• [SUPPLIED PASSAGE]:
The study set out to get an empirical picture and to look at how households respond and what makes them respond in different ways. It looks at five countries: Kenya, Malawi, Mozambique, Rwanda and Zambia. In the last three countries it is based on nationally representative samples but not in the first two. However, in these two countries there is panel data tracking the same households.
Slide five shows a fairly consistent match between mortality and HIV prevalence levels.
The data sometimes gives the impression (slide eight) that afflicted households are better off than those not afflicted in the absence of panel data showing their situation before affliction. In many cases, however, afflicted households tended to be better off to begin with and experienced a noticeable decline in welfare but this is not evident without baseline information. This underlines the importance of panel analysis as opposed to cross sectional data, which is prone to giving perplexing results such as this.
The data also shows that afflicted households have certain characteristics. Earlier studies have showed that afflicted households generally had a higher income to begin with, along with better education. These characteristics may have provided more opportunities for sexual activity.
More recent evidence suggests different vectors. The highest prevalence levels are increasingly found in the lowest income sector. One reason may be that women who experience greater difficulty meeting their needs may be more vulnerable and more prone to risky action. Younger women are also more commonly afflicted than before.
In Zambia the pattern is different with wealthy men still constituting the most afflicted group. This evidence indicates that different things are going on in different countries. It may also be affected by the timing of the surveys, which could not all be done at the same time.

• [EXTRACTED DATA]:
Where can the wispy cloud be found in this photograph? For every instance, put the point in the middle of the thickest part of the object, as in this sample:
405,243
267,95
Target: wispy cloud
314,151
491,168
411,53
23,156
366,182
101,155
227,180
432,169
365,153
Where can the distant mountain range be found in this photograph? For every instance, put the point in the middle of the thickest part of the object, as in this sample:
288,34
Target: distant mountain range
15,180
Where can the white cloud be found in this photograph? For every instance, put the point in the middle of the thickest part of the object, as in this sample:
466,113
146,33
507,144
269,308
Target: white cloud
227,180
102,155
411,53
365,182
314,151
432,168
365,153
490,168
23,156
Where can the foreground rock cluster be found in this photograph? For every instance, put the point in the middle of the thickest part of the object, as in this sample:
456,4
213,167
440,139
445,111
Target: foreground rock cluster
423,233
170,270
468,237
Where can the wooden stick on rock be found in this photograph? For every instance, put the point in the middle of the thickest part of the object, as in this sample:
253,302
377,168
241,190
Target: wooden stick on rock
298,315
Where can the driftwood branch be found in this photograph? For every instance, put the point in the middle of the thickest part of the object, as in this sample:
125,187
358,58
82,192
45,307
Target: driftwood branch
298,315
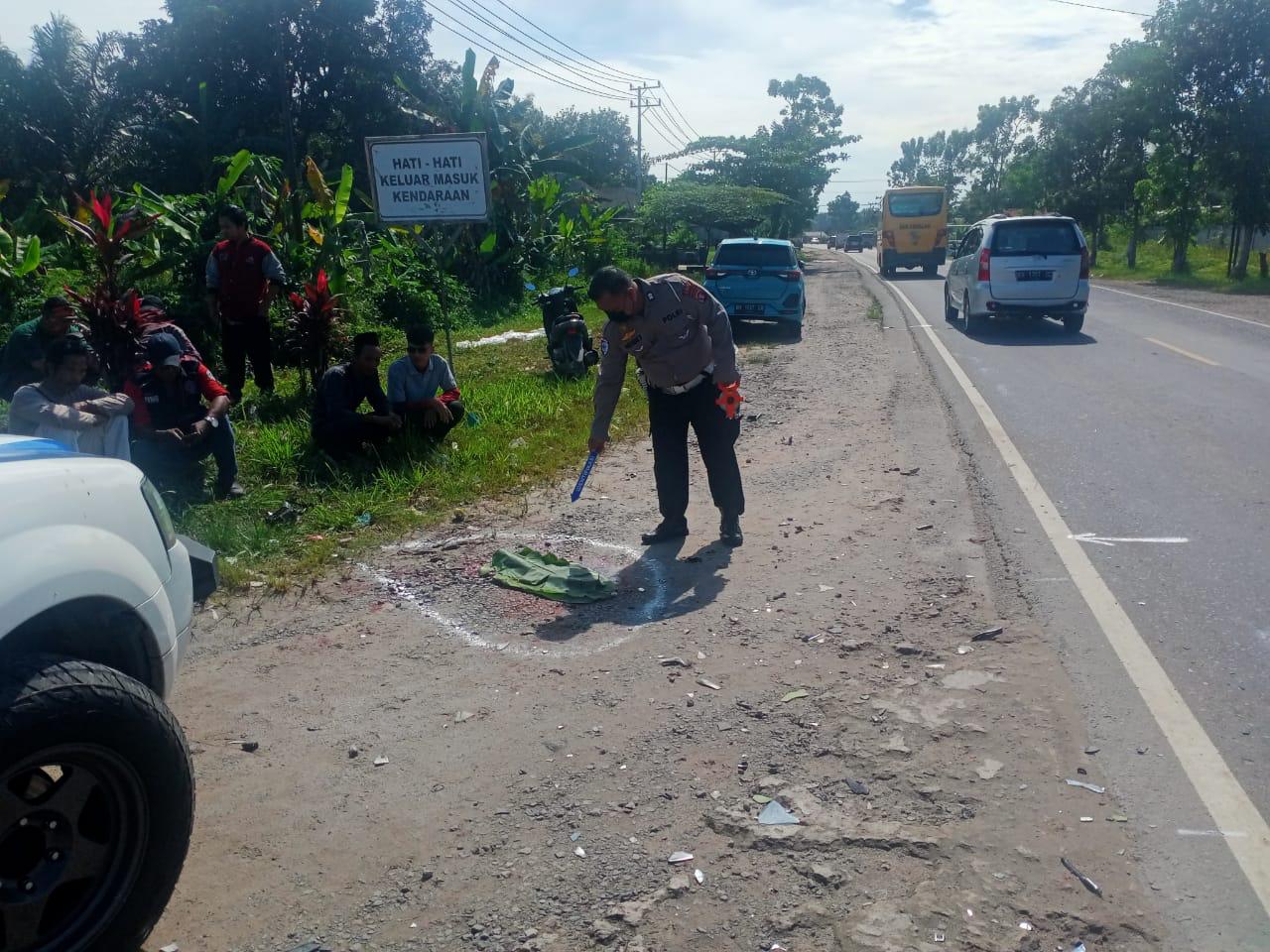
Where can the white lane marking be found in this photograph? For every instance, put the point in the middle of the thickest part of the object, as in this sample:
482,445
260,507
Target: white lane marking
1183,350
652,612
506,336
1112,539
1187,307
1216,785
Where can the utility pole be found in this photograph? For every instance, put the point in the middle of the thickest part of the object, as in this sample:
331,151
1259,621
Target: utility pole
639,105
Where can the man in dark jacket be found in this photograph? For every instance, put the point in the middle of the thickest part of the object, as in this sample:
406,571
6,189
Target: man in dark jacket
338,425
243,278
22,359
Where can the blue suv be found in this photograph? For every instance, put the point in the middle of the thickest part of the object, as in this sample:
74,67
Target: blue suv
760,278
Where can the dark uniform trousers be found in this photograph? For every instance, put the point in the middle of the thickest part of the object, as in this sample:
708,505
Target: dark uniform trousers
246,339
670,416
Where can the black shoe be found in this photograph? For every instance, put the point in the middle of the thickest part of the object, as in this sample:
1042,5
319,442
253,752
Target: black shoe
667,532
729,531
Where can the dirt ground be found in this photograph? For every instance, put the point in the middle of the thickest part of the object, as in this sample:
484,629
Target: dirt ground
447,766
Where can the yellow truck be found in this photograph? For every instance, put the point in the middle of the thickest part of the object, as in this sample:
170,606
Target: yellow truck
915,229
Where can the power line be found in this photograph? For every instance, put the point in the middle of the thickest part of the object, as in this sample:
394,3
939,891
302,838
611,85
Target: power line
676,107
658,126
1103,9
668,117
494,49
539,50
613,70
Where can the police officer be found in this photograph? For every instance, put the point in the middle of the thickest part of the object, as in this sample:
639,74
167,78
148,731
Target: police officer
681,340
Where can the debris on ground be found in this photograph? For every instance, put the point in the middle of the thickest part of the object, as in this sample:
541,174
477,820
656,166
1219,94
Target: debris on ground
1091,787
776,815
1084,880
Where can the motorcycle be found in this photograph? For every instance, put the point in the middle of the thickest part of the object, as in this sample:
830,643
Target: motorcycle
570,343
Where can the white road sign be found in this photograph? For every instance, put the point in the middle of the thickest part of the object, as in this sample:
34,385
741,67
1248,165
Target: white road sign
420,179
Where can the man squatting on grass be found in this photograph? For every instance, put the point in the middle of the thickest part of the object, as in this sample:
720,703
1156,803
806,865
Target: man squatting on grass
338,426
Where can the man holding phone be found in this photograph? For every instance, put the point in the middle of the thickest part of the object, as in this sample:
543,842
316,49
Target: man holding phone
181,416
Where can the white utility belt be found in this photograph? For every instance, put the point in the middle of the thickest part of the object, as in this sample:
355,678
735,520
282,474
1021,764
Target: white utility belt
690,385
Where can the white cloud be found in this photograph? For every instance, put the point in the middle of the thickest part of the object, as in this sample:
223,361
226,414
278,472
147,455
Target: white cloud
899,67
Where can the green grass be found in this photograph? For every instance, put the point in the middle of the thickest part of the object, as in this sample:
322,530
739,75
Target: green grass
531,425
1155,266
874,312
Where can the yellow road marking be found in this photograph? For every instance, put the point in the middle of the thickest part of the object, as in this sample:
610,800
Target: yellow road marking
1216,785
1183,352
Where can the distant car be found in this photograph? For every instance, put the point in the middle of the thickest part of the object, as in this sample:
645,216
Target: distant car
96,788
760,278
1034,267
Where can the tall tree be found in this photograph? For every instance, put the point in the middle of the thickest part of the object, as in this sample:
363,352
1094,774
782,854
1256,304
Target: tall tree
1003,134
1215,56
608,154
792,157
68,123
289,77
843,213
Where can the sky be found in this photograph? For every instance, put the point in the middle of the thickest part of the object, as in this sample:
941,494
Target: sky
899,67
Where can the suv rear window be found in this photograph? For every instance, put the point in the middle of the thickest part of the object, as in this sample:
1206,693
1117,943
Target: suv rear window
1035,238
916,206
754,257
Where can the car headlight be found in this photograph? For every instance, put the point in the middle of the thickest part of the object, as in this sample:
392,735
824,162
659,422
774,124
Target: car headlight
159,511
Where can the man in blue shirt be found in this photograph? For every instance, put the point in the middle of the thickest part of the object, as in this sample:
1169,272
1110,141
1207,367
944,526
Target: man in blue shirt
422,388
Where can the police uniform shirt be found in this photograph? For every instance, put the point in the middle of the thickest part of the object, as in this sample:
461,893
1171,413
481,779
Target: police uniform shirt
683,333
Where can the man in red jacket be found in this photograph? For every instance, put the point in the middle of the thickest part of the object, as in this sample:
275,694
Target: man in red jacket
243,277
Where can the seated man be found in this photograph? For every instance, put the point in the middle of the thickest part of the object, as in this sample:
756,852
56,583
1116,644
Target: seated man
414,381
338,428
173,428
22,361
63,408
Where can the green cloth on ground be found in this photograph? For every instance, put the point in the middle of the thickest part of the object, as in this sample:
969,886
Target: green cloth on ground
548,575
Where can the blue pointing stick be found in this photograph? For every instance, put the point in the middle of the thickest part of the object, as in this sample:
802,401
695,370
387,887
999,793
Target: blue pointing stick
585,475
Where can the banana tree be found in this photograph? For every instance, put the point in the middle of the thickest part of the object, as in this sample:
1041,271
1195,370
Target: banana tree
19,254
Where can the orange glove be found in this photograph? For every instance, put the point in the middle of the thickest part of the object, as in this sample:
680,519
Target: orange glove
729,399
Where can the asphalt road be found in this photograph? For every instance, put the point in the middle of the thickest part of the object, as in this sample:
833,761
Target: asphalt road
1153,424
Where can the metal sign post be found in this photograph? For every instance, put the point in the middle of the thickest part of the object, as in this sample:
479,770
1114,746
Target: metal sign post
437,179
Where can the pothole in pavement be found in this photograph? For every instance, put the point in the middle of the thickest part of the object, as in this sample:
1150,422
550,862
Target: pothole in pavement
441,578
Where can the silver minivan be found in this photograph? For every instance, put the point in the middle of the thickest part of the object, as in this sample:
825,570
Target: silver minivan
1029,266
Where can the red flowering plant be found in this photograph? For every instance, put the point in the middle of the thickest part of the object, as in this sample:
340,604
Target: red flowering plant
109,313
314,333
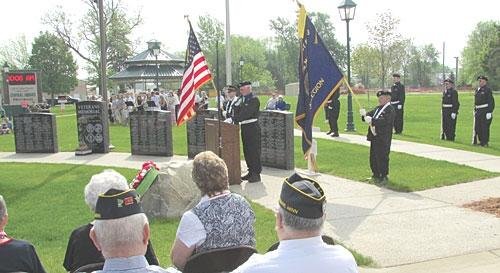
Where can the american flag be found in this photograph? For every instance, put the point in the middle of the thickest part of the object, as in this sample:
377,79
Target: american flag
195,75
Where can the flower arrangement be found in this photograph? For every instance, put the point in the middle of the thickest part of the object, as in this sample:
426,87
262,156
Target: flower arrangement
146,168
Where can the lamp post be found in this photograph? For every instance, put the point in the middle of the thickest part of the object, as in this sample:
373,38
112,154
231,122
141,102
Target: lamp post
242,62
103,61
347,9
5,70
154,49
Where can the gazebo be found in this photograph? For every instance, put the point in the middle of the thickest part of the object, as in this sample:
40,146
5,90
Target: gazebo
151,66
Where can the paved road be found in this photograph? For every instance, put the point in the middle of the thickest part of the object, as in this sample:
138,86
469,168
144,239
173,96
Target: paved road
426,231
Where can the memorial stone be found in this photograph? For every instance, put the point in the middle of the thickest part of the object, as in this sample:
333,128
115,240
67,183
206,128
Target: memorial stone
277,143
93,125
151,133
35,133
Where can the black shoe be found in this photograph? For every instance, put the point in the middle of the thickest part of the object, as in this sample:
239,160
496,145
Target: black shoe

• [REQUIRED WORK]:
According to the household survey text, which group is still the most afflicted in Zambia? The lines here have no connection to the text.

• [TASK RESULT]:
Wealthy men.